Assignment | The records are to be restated in their entirety, word for word.

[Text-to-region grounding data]

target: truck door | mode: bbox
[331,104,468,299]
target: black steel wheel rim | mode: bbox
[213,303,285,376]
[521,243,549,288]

Response to the exercise |
target: truck door | mode: bbox
[331,104,468,299]
target: black steel wheel rim | mode: bbox
[213,303,285,376]
[521,243,549,288]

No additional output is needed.